WHAT THIS TASK INVOLVES –
Reproduce each record exactly.

++++ DATASET ++++

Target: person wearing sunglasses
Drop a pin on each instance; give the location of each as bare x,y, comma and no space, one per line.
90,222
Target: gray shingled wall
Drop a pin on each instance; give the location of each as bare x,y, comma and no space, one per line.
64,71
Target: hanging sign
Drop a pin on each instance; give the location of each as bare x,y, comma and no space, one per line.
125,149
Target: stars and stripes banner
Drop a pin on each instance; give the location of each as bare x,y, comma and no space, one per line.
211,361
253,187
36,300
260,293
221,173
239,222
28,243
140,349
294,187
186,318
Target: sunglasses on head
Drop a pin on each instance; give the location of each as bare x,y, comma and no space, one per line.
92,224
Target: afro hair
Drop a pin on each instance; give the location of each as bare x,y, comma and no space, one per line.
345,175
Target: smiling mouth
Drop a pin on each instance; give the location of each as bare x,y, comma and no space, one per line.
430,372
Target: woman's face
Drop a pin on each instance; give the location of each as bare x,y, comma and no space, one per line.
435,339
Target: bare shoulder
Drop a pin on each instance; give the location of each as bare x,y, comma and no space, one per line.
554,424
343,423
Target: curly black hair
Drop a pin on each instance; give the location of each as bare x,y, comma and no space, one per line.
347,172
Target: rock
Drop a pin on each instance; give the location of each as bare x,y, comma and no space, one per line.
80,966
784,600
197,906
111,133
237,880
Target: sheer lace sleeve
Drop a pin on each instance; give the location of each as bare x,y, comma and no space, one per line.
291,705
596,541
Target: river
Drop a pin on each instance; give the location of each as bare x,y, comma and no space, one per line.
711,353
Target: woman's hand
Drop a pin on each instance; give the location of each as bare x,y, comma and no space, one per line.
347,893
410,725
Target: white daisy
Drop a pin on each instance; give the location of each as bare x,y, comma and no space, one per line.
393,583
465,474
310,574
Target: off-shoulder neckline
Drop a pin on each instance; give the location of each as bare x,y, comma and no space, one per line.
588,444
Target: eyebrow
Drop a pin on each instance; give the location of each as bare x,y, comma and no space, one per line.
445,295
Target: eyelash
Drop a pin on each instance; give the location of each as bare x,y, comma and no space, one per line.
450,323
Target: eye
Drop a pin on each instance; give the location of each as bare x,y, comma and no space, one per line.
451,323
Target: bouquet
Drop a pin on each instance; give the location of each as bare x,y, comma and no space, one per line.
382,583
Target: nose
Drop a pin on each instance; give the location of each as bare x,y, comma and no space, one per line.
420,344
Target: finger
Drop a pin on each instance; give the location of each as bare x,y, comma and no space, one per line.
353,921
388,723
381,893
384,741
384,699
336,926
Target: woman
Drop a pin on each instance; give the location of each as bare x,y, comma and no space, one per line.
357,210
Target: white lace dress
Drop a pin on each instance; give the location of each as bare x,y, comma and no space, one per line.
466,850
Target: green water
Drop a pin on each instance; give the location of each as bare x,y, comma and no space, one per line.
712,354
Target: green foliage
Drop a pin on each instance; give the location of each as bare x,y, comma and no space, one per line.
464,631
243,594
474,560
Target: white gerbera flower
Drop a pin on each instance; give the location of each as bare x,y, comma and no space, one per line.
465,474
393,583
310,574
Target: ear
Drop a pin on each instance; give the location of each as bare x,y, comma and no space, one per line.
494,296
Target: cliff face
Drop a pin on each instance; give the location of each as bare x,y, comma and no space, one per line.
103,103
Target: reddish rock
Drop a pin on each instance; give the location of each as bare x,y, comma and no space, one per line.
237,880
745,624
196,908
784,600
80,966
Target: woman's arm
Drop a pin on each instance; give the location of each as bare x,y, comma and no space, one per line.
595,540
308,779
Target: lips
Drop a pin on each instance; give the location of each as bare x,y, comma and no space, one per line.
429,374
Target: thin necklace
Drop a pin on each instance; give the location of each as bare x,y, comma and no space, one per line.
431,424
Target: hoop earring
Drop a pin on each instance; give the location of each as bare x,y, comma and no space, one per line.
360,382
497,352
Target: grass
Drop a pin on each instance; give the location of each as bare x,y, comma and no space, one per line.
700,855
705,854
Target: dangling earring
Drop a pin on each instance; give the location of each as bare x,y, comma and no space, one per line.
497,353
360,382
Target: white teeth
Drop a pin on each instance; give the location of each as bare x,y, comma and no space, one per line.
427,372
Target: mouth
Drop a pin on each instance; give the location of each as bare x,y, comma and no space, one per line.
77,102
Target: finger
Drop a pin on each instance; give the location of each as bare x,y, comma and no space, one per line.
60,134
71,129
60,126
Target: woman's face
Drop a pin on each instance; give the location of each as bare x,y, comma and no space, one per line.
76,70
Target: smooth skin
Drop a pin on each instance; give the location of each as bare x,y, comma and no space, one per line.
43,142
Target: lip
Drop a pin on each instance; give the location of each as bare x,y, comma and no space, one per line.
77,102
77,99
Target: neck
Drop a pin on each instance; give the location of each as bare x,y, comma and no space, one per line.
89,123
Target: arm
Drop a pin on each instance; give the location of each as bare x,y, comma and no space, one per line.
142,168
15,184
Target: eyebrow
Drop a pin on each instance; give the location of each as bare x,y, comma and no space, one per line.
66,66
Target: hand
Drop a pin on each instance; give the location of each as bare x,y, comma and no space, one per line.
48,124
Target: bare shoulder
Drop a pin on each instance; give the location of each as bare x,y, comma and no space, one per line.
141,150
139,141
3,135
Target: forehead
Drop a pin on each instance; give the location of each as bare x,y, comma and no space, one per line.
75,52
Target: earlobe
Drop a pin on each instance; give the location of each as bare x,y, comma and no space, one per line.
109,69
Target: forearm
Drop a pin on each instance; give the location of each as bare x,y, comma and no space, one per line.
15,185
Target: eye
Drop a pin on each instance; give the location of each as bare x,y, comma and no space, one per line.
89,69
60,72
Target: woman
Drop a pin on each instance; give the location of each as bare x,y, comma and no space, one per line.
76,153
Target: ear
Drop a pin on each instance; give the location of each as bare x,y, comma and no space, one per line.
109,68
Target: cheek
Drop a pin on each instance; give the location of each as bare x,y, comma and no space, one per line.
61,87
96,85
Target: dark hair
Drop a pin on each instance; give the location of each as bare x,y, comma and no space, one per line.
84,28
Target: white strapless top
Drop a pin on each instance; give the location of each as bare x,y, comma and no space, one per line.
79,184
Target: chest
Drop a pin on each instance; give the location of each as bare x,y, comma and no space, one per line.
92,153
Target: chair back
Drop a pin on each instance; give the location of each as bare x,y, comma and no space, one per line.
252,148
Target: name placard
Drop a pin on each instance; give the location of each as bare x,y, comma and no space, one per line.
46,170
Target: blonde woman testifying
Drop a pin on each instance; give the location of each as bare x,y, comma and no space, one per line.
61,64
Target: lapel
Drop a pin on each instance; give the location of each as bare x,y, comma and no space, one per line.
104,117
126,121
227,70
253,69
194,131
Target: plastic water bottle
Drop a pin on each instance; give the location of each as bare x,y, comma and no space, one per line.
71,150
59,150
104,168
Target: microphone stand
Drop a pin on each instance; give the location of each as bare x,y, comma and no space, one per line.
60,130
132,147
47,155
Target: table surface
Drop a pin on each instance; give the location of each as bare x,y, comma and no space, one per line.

++++

WRITTEN RESPONSE –
Target: person wearing sunglasses
Drop a pin on each instance; give the location of each as bare x,y, comma and no space, one per line.
90,222
Target: gray shingled wall
Drop a pin on each instance; give the location of each as bare x,y, comma and no space, one per line.
64,71
Target: hanging sign
Drop a pin on each instance; give the location of each as bare x,y, comma and no space, one per line.
125,149
Target: stars and stripes banner
Drop a pin on each instance; give the location of each as bare x,y, comma and no space, one per line.
211,361
253,187
36,300
260,293
221,173
239,222
28,243
140,349
294,187
186,318
Target: sunglasses on head
Drop a pin on each instance; give the location of each as bare x,y, comma and no space, one per line.
92,224
Target: afro hair
Drop a pin on each instance; give the location of each as bare x,y, comma and no space, one per line.
345,175
Target: smiling mouth
Drop a pin on each instance; give the location of each as bare x,y, comma and no space, one per line.
430,372
Target: woman's face
Drop a pin on each instance; give the location of each as bare x,y, comma and no space, one per line.
435,339
Target: bare shoulder
Drop a pin on each instance; give the location of each as bare x,y, comma and no space, one per line.
554,424
343,423
Target: curly black hair
Drop a pin on each instance; give the location of each as bare x,y, comma and no space, one per line.
347,172
Target: rock
Drop a pin on each instance; give the location of each as bare x,y, comma and no space, one per line.
80,966
784,600
197,906
111,133
237,880
Target: sheer lace sleeve
Drop a pin on each instance; give the location of each as bare x,y, comma and no space, one per line.
291,705
596,541
Target: river
Drop a pin on each instance; give the location of each as bare x,y, comma and no space, one per line.
711,353
Target: woman's hand
Drop a pin on each instance; give the location of each as bare x,y, comma and no space, one per line.
347,893
410,725
Target: white daisy
Drop a pin on each instance; give the location of each as bare x,y, comma and no space, one per line.
393,583
465,474
310,574
Target: off-shoulder neckline
Drop a pin on each instance; give the location of each as bare x,y, comma and no space, one per line.
588,444
Target: eyebrow
Drop a pin on each instance; give the location of each as bare x,y, comma and no space, one per line.
445,295
Target: eyelash
Drop a pin on each instance; give the location of each as bare x,y, comma and no space, one per line.
450,323
Target: eye
Drop a pin on each instance; give the location of each as bare x,y, comma and no space, one per line.
451,323
Target: bouquet
Drop a pin on each instance; give the location of each as bare x,y, comma and no space, one per line.
382,583
Target: nose
Drop a pin on each instance; give the location of each as bare x,y, comma and no space, one per line.
420,344
Target: finger
Drop a pin on each instance; give the location of each as bare x,y, comma and no space, one per line.
353,921
388,723
381,893
384,741
384,699
336,926
Target: woman
Drop a pin on each instance; give the location of each as bare x,y, comma and no space, one per line.
357,210
Target: white lace dress
Drop a pin on each instance; give the location of each as bare x,y, comma and no space, one per line.
466,850
Target: green water
Drop a pin on each instance; give the location of each as bare x,y, comma and no space, one per line.
712,354
Target: green foliage
Drop a pin on each instance; give the location of each as bare x,y, comma and no space, one per line.
464,631
243,594
474,560
Target: white gerbera flower
Drop a pin on each instance; give the location of each as bare x,y, comma and no space, one per line.
465,474
393,583
310,574
Target: ear
Drop a pin on each instance; give the location of each as bare x,y, comma and no space, one per line.
494,296
Target: cliff face
Drop a pin on each instance; give the location of each as bare x,y, comma and no space, one per line.
103,103
Target: reddish rock
Drop a pin on each instance; give the location of each as bare x,y, comma and no space, one per line.
237,880
745,624
196,908
784,600
80,966
Target: woman's arm
Drop a pin on each instance; give the location of each as bare x,y, comma and no space, one per line.
595,540
308,779
Target: lips
Drop a pin on each instance; give the location of each as bare x,y, comma and no space, one per line.
429,374
Target: thin necklace
Drop a pin on each instance; give the location of each as bare x,y, comma and no space, one per line.
431,424
Target: hoop earring
Drop a pin on each instance; give the location of each as bare x,y, comma and no space, one per line.
360,382
497,352
Target: grass
Drop a pin on each instance; give the location of each as bare x,y, comma and no space, one per line.
700,855
705,854
Target: dangling earring
Drop a pin on each instance; give the location of each as bare x,y, comma and no space, one per line.
497,353
360,382
Target: white teeth
Drop a pin on each instance; give the location of each as bare x,y, comma and no space, one per line.
427,372
Target: mouth
Drop a pin on each instance; give the location of each as bare x,y, comma and no space, one per line.
77,102
Target: finger
Drop a pin on each instance; give the location of each as bare x,y, comma and no space, one per line.
60,134
71,129
60,126
Target: woman's face
Drop a pin on each instance; give the location of each as bare x,y, comma and no space, one per line.
76,70
Target: smooth skin
Drop a pin on each instance; give the location of each as bare x,y, comma and no space, one per line.
43,142
Target: lip
Drop a pin on each instance; give the location of each as bare x,y, comma and no space, one per line.
77,102
77,99
Target: neck
Drop a pin on each instance; give the location of each as bare x,y, comma and no space, one per line.
89,123
Target: arm
Drop a pin on each instance; give the location of each as bare x,y, comma and no space, one per line.
142,168
15,184
Target: eyebrow
Drop a pin on each instance; give the location of each as bare x,y, comma and no space, one per line.
66,66
Target: hand
Drop a pin on each instance; give the location of each as bare x,y, comma and no space, one per line.
48,124
Target: bare shoulder
Drop a pin on each instance; give the location of each as bare x,y, comma and no space, one per line.
141,150
139,141
3,135
Target: forehead
Drop a pin on each instance; give the location of each as bare x,y, comma and no space, one per line.
75,52
Target: earlobe
Drop a pin on each instance; give the location of each as bare x,y, comma and no space, one per line.
109,69
Target: forearm
Drop a pin on each instance; give the location of each as bare x,y, comma and no space, one per line.
15,185
Target: eye
Drop a pin on each instance; give the location of each as bare x,y, comma and no space, one per line.
89,69
60,72
Target: woman
Drop a pin on each instance; give the location of each as bare x,y, comma and no space, one per line.
76,153
Target: ear
Drop a pin on each instance; give the location of each as bare x,y, comma and no space, one per line.
109,68
Target: cheek
Drop a pin on each instance; give the location of each as bare x,y, comma and no space, one per line.
61,87
96,85
Target: dark hair
Drop a pin on each instance; give the location of each as bare x,y, comma and no space, one per line.
84,28
Target: white strapless top
Drop a pin on each instance; give the location of each as bare x,y, comma and no space, one per line.
79,184
Target: chest
Drop a pin on each instance; give the location of each as bare x,y, comma and no space, one per line.
92,153
Target: chair back
Drop a pin on each instance; give the location of each as bare x,y, comma and no space, one per line.
252,148
Target: name placard
Drop a pin on each instance; give the location of each as bare x,y, comma and no space, one per line.
46,170
Target: blonde woman testifying
Drop a pin on each instance; give the location of each as bare x,y, comma and no space, one per line.
61,64
Target: lapel
Drop a pin on each instance; give the location of each as bare x,y, comma and no space, one per line.
104,117
126,121
227,70
253,69
194,131
Target: plastic water bottle
Drop a pin on each instance; give the location of each as bare x,y, comma and no space, one per line.
71,150
59,150
104,168
Target: microphone stand
Drop a pin on each instance; give the location of each as bare x,y, comma and no space, one per line.
60,130
132,147
47,155
Target: table surface
Drop a pin on each instance; give the location of each as bare x,y, comma and no space, one per line.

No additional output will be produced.